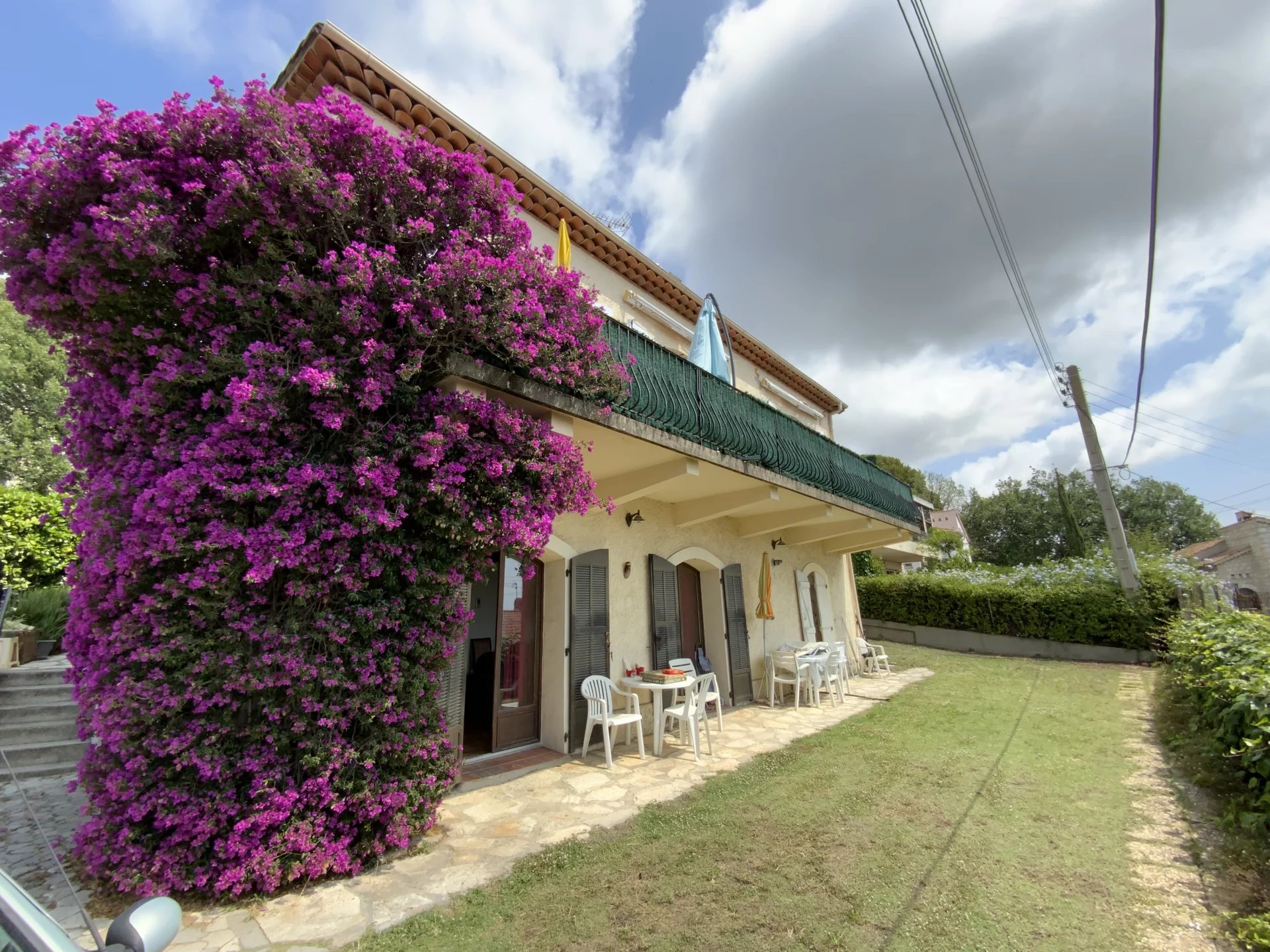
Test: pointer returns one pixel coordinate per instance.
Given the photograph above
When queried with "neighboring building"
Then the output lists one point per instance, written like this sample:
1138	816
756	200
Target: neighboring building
907	556
1240	556
705	479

—————

■ EXERCISE DETAILS ■
Copy each line of the data that contains the word "instance".

■ ANSWER BELOW ■
Test: pointer returns one pixel coordinate per instance.
Then the output lists one point per instance, written like this sample:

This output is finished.